DESCRIPTION OF THE TASK:
Reproduce the following listing line for line without any changes, and leave out the pictures.

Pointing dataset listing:
● ● ● ●

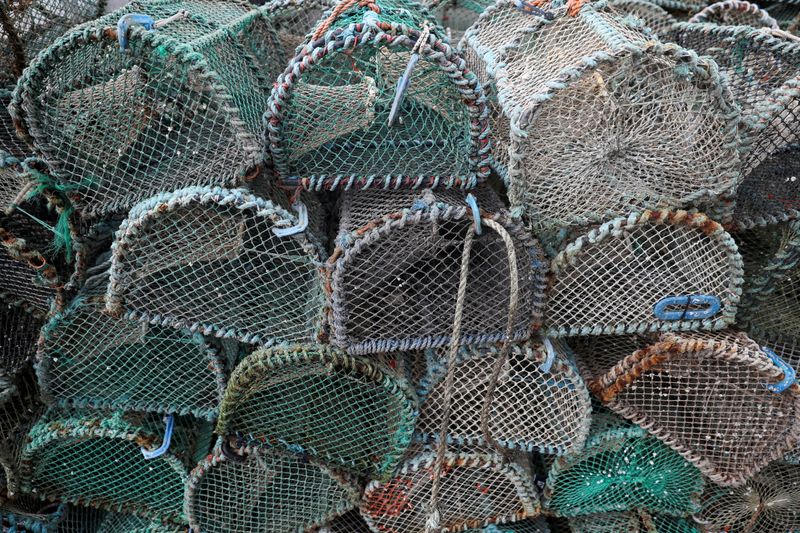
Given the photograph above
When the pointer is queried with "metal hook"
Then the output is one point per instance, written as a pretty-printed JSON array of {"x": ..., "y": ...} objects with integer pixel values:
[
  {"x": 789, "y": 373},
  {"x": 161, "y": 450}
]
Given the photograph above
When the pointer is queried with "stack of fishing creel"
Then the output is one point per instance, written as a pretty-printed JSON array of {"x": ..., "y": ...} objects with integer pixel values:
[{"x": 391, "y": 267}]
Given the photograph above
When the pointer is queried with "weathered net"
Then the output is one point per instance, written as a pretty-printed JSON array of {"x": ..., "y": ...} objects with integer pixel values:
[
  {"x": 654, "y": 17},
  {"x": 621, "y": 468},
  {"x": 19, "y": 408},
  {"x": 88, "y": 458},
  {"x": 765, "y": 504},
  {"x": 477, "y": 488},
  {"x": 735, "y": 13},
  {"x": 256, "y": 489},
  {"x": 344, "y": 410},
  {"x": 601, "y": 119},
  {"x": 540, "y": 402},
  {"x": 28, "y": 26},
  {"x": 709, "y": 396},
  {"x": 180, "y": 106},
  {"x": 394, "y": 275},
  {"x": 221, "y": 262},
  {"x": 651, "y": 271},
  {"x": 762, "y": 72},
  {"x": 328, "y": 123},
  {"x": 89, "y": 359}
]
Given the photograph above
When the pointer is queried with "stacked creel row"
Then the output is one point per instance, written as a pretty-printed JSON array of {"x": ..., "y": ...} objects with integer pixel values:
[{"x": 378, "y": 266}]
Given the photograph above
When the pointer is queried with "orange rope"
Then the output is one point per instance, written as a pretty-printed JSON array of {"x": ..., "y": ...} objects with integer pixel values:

● ● ● ●

FULL RESPONSE:
Given the photograph above
When the pointer is queried with "metal hook"
Then the output is one point per instance, written as a pretty-printed JSON array of {"x": ..., "y": ...} objects with integer pixel values:
[
  {"x": 789, "y": 373},
  {"x": 161, "y": 450}
]
Given the photograph above
When the pointer is queried with "stack of fishing creel"
Then the output is one point per instance, written as a pretty-printed JSON array of {"x": ..., "y": ...} objects with integer pixel values:
[{"x": 391, "y": 267}]
Given the photograph above
When the pointer is queried with "weathered net"
Then the output is one point per instance, written as a pretty-printed JSON array of {"x": ..., "y": ...} objects with integer pixel values:
[
  {"x": 654, "y": 17},
  {"x": 621, "y": 468},
  {"x": 19, "y": 408},
  {"x": 88, "y": 458},
  {"x": 765, "y": 504},
  {"x": 477, "y": 488},
  {"x": 735, "y": 13},
  {"x": 256, "y": 489},
  {"x": 344, "y": 410},
  {"x": 601, "y": 119},
  {"x": 540, "y": 402},
  {"x": 28, "y": 26},
  {"x": 709, "y": 396},
  {"x": 180, "y": 106},
  {"x": 394, "y": 275},
  {"x": 221, "y": 262},
  {"x": 651, "y": 271},
  {"x": 762, "y": 72},
  {"x": 328, "y": 123},
  {"x": 89, "y": 359}
]
Given the photograph above
When the pointer is queried with "stacked creel row"
Then the output is one point per instance, written as a pretty-printed JSON array of {"x": ..., "y": ...} objects with integer pixel values:
[{"x": 378, "y": 266}]
Given the photograph above
When the pointer is queried with "orange rope"
Then the output is one point per instance, written as a pretty-printed JSON array of {"x": ..., "y": ...} objects with integer pixel values:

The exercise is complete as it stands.